• Source document:

■ ■ ■ ■ ■ ■ ■

If I had hunkered instead of hosted, I would have been fine.
So I’ve decided I won’t tell them anymore if I go out. I’ll call them when the background noise sounds like hunkering.
One thing David and I have done while practicing hunkering is watch the miniseries “Washington” we recorded on the History Channel. It dragged in places — the Revolutionary War lasted a long time — but we learned a lot about hunkering. George Washington was good at it, even when he was miserable with his painful-looking false teeth and didn’t want to talk.
But when he was at Valley Forge for that frightful winter, he said, “We’ll just have to hunker down here.”
They bravely did, through starvation and frigid temperatures and boots that were falling apart. Their courageous hunkering opened the way for the freedoms we enjoy today.
“They knew how to hunker,” David said to me.
“We need to learn how to hunker better,” I said.
So I’ll try. I can shop less and hunker more. I can pick up lunch through a drive-thru and eat french fries that aren’t as hot as I would like when I get home. I can do pick-up groceries and do less wandering around through a store, touching things. Unless I really, really need to go out, I will hunker.
Hopefully, it will just be for a short time and will be over with before we know it.
I will learn the fine art of hunkering. I draw the line at searching for the Confederate treasure, but I will hunker.

■ ■ ■ ■ ■ ■ ■

• Recorded data:
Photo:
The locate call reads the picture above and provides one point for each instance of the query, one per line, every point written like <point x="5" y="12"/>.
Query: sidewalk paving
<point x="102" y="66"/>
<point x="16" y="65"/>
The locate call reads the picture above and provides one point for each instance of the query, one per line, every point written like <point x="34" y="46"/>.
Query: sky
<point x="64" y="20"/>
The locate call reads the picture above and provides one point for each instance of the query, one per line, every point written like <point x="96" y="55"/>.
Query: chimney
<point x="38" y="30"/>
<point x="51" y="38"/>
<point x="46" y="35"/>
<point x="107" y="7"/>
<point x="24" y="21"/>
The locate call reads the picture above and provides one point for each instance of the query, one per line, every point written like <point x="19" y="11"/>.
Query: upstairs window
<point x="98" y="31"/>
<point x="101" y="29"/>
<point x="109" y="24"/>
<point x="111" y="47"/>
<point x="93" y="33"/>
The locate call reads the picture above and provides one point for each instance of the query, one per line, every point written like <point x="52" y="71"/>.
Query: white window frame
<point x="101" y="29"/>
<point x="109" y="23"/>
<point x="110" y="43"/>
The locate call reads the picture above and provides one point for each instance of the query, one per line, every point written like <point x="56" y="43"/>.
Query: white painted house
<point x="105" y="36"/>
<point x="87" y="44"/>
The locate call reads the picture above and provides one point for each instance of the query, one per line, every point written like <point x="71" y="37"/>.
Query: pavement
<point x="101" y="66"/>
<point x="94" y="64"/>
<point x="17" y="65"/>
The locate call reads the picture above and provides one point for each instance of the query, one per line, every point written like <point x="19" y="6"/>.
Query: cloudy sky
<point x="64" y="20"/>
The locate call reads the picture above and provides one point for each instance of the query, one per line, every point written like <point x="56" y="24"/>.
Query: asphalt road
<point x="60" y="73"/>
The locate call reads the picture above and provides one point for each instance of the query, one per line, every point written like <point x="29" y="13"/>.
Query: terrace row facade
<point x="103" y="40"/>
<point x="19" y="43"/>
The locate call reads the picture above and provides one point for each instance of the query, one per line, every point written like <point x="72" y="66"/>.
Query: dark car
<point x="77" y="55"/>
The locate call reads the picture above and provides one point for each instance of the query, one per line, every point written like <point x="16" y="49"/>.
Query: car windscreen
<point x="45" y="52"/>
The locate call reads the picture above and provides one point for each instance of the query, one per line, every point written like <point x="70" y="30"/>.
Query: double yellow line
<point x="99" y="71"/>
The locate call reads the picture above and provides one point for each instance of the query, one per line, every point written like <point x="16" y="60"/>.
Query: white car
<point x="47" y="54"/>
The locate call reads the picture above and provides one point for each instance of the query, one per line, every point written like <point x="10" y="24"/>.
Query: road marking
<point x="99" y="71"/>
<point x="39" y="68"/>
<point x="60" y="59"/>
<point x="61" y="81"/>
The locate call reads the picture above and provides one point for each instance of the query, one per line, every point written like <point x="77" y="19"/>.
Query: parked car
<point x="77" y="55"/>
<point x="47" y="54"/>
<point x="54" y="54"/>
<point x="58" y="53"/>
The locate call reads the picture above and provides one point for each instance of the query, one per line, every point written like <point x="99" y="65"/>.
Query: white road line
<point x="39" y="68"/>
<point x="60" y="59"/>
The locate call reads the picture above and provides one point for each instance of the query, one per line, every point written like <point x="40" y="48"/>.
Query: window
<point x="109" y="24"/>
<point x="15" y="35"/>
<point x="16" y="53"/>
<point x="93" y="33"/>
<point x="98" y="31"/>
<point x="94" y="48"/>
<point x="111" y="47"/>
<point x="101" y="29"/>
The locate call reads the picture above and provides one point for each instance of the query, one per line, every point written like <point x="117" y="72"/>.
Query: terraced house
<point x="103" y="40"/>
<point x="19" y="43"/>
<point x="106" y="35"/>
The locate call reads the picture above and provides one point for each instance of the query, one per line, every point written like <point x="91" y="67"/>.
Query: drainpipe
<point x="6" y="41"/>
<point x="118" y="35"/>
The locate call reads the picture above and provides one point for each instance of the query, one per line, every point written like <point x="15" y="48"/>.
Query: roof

■ ■ ■ ■ ■ ■ ■

• Written exercise: Reproduce the piece on hunkering verbatim, from "But when he" down to "out, I will hunker.". The entries have no connection to the piece on hunkering.

• Answer for this exercise:
But when he was at Valley Forge for that frightful winter, he said, “We’ll just have to hunker down here.”
They bravely did, through starvation and frigid temperatures and boots that were falling apart. Their courageous hunkering opened the way for the freedoms we enjoy today.
“They knew how to hunker,” David said to me.
“We need to learn how to hunker better,” I said.
So I’ll try. I can shop less and hunker more. I can pick up lunch through a drive-thru and eat french fries that aren’t as hot as I would like when I get home. I can do pick-up groceries and do less wandering around through a store, touching things. Unless I really, really need to go out, I will hunker.